Find every line in the items below that contains the word "ocean", and copy each of those lines. Matching is case-sensitive.

GIVEN DATA:
++++++

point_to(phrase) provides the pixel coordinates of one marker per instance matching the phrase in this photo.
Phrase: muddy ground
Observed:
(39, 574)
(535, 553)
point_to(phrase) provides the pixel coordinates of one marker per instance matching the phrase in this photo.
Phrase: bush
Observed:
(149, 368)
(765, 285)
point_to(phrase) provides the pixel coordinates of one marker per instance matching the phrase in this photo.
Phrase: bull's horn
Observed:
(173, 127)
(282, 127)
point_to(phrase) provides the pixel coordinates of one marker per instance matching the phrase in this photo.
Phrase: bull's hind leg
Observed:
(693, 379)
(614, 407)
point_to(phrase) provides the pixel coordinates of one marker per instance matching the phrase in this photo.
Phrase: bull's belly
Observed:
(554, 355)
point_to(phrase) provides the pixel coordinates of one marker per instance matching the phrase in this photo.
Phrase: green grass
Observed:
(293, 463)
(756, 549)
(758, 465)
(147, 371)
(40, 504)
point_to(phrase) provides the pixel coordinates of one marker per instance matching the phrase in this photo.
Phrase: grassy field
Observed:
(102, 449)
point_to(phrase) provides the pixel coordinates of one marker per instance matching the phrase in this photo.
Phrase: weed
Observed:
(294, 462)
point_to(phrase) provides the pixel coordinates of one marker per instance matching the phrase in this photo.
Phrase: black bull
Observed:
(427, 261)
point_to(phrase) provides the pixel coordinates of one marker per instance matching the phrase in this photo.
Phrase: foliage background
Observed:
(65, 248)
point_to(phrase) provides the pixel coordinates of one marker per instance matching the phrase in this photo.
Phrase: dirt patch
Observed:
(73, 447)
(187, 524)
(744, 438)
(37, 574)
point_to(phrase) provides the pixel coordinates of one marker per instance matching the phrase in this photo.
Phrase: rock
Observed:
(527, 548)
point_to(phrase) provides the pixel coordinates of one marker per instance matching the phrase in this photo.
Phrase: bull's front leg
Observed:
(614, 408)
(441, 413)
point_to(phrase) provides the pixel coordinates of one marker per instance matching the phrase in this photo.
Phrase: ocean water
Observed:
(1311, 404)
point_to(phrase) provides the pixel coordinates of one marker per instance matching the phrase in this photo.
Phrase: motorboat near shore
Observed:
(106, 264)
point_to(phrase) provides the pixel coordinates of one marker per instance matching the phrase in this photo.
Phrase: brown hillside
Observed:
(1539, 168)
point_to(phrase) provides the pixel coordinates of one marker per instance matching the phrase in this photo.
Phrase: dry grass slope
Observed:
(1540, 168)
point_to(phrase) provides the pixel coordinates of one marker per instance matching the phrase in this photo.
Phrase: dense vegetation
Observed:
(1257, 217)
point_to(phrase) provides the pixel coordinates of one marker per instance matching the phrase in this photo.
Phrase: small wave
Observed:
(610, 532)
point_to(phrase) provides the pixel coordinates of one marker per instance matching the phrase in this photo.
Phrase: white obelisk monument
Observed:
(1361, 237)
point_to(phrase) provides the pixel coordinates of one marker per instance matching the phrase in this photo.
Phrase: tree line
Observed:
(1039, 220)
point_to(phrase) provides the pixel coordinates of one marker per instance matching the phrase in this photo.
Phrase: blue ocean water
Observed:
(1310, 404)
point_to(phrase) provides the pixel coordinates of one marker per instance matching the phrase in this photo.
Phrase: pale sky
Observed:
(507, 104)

++++++

TASK SOLUTION:
Phrase: ocean water
Phrase: blue ocean water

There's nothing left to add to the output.